- [Exercise objective] In the records below, find the lines that include "white" and copy each.

- [Input data]

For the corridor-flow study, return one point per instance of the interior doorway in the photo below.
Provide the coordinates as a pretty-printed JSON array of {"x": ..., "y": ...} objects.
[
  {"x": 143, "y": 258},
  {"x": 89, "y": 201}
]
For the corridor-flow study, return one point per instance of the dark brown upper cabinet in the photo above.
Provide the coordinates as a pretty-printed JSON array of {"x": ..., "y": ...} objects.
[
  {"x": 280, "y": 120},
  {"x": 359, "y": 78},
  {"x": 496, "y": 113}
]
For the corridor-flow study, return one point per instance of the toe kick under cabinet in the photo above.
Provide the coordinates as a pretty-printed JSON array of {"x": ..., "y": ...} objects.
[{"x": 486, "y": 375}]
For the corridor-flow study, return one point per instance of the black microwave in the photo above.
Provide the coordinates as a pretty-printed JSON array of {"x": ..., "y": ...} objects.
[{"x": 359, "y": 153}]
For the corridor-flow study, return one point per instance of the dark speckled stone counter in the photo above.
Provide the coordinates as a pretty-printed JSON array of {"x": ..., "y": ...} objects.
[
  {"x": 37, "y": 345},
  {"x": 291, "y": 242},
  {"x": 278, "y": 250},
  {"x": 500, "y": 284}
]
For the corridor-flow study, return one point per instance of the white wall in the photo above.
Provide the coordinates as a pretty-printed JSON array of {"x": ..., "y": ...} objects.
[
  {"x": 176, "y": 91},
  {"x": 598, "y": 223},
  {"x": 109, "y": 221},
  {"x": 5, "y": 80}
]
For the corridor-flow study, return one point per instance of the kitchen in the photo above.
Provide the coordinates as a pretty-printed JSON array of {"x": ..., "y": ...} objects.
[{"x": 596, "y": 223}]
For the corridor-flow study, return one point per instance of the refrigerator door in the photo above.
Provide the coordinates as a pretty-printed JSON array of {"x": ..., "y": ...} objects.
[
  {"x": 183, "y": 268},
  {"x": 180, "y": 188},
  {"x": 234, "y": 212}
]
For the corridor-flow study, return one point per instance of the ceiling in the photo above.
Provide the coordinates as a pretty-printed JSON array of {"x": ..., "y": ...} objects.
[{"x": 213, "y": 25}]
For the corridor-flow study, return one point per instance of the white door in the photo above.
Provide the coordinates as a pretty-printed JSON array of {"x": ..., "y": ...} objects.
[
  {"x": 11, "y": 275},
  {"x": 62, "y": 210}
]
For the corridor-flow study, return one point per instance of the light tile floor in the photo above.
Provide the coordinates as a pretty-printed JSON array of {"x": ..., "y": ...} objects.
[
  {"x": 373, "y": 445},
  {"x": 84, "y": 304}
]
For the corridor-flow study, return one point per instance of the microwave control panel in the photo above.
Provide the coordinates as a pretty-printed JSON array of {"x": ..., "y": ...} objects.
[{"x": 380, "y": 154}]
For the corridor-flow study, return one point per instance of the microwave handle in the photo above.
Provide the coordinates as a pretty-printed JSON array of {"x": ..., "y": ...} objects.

- [Exercise answer]
For the corridor-flow study, return one point per instance of the white wall in the photo above.
For the corridor-flow study, return one point per instance of the white door in the photo above.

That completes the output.